### Material provided

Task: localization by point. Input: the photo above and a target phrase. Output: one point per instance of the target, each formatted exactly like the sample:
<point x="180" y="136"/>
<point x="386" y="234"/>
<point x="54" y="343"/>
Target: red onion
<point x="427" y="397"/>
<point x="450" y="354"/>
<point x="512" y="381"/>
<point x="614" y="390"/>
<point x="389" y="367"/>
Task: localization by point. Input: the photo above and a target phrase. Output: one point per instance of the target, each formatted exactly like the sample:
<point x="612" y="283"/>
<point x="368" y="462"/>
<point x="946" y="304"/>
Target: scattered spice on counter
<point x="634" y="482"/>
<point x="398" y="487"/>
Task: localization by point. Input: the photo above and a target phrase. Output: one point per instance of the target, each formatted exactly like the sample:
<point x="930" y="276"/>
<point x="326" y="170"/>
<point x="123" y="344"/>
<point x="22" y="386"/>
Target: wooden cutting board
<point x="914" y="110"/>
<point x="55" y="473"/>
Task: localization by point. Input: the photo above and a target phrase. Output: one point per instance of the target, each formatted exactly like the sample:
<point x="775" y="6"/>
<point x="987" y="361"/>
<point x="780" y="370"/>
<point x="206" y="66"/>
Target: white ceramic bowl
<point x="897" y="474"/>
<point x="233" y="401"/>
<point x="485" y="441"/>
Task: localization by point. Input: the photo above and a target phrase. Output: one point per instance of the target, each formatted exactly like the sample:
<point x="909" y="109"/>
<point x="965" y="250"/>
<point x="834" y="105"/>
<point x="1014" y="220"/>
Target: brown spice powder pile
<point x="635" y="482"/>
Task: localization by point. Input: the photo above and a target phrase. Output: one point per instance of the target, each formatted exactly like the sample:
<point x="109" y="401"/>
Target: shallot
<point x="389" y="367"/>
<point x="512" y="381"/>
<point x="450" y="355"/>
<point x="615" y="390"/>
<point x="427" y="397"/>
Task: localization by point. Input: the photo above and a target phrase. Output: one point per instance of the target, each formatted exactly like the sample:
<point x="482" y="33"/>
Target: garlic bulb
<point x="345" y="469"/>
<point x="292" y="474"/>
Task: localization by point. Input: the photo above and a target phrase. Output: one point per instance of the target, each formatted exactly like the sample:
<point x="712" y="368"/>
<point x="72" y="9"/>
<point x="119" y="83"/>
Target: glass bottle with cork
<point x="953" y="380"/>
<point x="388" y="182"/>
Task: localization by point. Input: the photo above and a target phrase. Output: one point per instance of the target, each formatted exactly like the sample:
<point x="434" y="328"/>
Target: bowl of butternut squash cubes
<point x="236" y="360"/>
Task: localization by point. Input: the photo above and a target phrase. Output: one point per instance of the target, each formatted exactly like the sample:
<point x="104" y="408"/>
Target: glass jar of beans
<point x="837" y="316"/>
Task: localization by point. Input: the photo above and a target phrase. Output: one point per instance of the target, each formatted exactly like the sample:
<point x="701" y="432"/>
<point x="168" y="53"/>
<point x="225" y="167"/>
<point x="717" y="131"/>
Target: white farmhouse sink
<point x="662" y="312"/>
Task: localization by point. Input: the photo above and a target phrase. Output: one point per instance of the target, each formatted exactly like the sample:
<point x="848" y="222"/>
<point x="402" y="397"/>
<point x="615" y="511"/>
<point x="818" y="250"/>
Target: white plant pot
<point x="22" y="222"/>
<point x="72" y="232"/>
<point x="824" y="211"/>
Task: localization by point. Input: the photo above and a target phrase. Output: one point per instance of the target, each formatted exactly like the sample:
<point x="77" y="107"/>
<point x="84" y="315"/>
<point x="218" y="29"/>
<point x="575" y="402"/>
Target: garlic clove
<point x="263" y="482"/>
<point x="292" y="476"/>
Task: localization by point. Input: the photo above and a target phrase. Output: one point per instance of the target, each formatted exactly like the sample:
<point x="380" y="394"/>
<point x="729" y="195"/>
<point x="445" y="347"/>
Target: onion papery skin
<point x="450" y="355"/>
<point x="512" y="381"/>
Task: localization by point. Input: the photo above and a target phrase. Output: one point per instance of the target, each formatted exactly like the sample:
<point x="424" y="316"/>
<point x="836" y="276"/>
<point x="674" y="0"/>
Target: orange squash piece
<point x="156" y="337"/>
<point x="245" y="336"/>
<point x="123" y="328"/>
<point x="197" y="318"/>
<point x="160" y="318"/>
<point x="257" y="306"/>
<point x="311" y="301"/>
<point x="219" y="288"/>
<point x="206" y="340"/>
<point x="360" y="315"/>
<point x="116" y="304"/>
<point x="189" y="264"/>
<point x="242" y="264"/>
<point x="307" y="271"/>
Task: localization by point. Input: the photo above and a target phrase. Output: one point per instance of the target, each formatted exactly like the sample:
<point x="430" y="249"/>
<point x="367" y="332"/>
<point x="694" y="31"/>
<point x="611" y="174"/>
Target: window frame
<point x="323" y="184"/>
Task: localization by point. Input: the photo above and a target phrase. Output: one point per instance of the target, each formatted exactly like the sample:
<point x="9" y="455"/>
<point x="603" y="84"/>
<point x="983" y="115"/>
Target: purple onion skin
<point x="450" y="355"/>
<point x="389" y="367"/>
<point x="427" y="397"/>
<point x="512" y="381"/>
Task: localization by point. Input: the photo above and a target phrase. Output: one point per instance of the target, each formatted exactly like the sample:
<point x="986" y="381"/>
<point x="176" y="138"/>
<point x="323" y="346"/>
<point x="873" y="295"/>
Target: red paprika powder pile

######

Set exercise:
Above are some records; extract every one of them exactly.

Answer below:
Task: localization by point. Input: the photo above and a target phrase. Output: one point per instance of the target, each formatted exactly like the sample:
<point x="180" y="136"/>
<point x="386" y="234"/>
<point x="54" y="343"/>
Target: red onion
<point x="427" y="397"/>
<point x="450" y="354"/>
<point x="512" y="381"/>
<point x="614" y="390"/>
<point x="389" y="367"/>
Task: localization by point. Input: the photo above and a target phrase. Output: one point per instance of the target, each formatted exactly like the sample:
<point x="612" y="283"/>
<point x="368" y="462"/>
<point x="946" y="304"/>
Target: scattered spice on counter
<point x="634" y="482"/>
<point x="398" y="487"/>
Task: localization by point. Input: the photo above and a target phrase. Output: one point per instance of the target, each formatted exactly like the sample:
<point x="930" y="276"/>
<point x="326" y="170"/>
<point x="123" y="344"/>
<point x="22" y="386"/>
Target: wooden cutting board
<point x="914" y="110"/>
<point x="55" y="473"/>
Task: localization by point. Input: the photo above and a target phrase. Output: one point per instance of the target, each formatted exactly like the sample:
<point x="775" y="6"/>
<point x="987" y="361"/>
<point x="780" y="370"/>
<point x="206" y="66"/>
Target: white ceramic bowl
<point x="897" y="474"/>
<point x="233" y="401"/>
<point x="485" y="441"/>
Task: localization by point. Input: the photo above and a target phrase. Output: one point per instance of the target, each formatted exactly like the sample:
<point x="909" y="109"/>
<point x="965" y="250"/>
<point x="834" y="105"/>
<point x="1014" y="220"/>
Target: brown spice powder pile
<point x="635" y="482"/>
Task: localization by point. Input: the photo above and a target phrase. Output: one point per instance of the target, each formatted exactly like the sample:
<point x="109" y="401"/>
Target: shallot
<point x="389" y="367"/>
<point x="512" y="381"/>
<point x="450" y="355"/>
<point x="615" y="390"/>
<point x="427" y="397"/>
Task: localization by point. Input: the photo above and a target phrase. Output: one point per instance of the target, each formatted exactly like the sample:
<point x="482" y="33"/>
Target: garlic bulb
<point x="345" y="469"/>
<point x="292" y="474"/>
Task: localization by point. Input: the photo above and a target phrase. Output: one point per instance of the target, each formatted exactly like the sample:
<point x="712" y="368"/>
<point x="72" y="9"/>
<point x="119" y="83"/>
Target: glass bottle with cork
<point x="953" y="380"/>
<point x="388" y="182"/>
Task: localization by point. Input: the photo above and a target phrase. Output: one point per instance of the target, each formatted exactly like the sample:
<point x="434" y="328"/>
Target: bowl of butternut squash cubes
<point x="236" y="360"/>
Task: localization by point. Input: the photo above and a target phrase. Output: one point per instance of the target, each formatted exactly like the sample:
<point x="104" y="408"/>
Target: glass jar of beans
<point x="837" y="316"/>
Task: localization by point. Input: the photo above and a target phrase. Output: one point per instance of the target, each formatted exactly like the sample:
<point x="701" y="432"/>
<point x="168" y="53"/>
<point x="225" y="167"/>
<point x="717" y="131"/>
Target: white farmhouse sink
<point x="662" y="312"/>
Task: localization by point. Input: the photo above and a target phrase. Output: one point per instance of the target, each formatted exactly like the sample:
<point x="848" y="222"/>
<point x="402" y="397"/>
<point x="615" y="511"/>
<point x="818" y="250"/>
Target: white plant pot
<point x="22" y="222"/>
<point x="72" y="232"/>
<point x="824" y="211"/>
Task: localization by point. Input: the photo above and a target phrase. Output: one point per instance of the target, each formatted exactly like the sample:
<point x="77" y="107"/>
<point x="84" y="315"/>
<point x="218" y="29"/>
<point x="575" y="402"/>
Target: garlic clove
<point x="263" y="482"/>
<point x="292" y="476"/>
Task: localization by point. Input: the photo above and a target phrase. Output: one point per instance of the target, each formatted exactly like the sample:
<point x="380" y="394"/>
<point x="729" y="195"/>
<point x="445" y="347"/>
Target: onion papery skin
<point x="450" y="355"/>
<point x="512" y="381"/>
Task: localization by point. Input: the photo above and a target phrase. Output: one point per instance of the target, each formatted exactly like the sample:
<point x="424" y="316"/>
<point x="836" y="276"/>
<point x="674" y="0"/>
Target: orange squash piece
<point x="156" y="337"/>
<point x="245" y="336"/>
<point x="123" y="328"/>
<point x="197" y="318"/>
<point x="160" y="318"/>
<point x="257" y="306"/>
<point x="311" y="301"/>
<point x="219" y="288"/>
<point x="206" y="340"/>
<point x="360" y="315"/>
<point x="116" y="304"/>
<point x="189" y="264"/>
<point x="242" y="264"/>
<point x="307" y="271"/>
Task: localization by point. Input: the photo above and a target phrase. Output: one point per instance of the target, each formatted exactly like the sample:
<point x="430" y="249"/>
<point x="367" y="332"/>
<point x="694" y="31"/>
<point x="611" y="174"/>
Target: window frame
<point x="323" y="184"/>
Task: localization by point. Input: the photo above and a target phrase. Output: one point per instance of the target, each formatted exactly like the sample:
<point x="9" y="455"/>
<point x="603" y="84"/>
<point x="983" y="115"/>
Target: purple onion skin
<point x="450" y="355"/>
<point x="389" y="367"/>
<point x="427" y="397"/>
<point x="512" y="381"/>
Task: localization by point. Input: the photo above and a target phrase. Output: one point per instance of the target, each formatted exactly like the sample:
<point x="986" y="381"/>
<point x="176" y="138"/>
<point x="323" y="346"/>
<point x="873" y="295"/>
Target: red paprika powder pile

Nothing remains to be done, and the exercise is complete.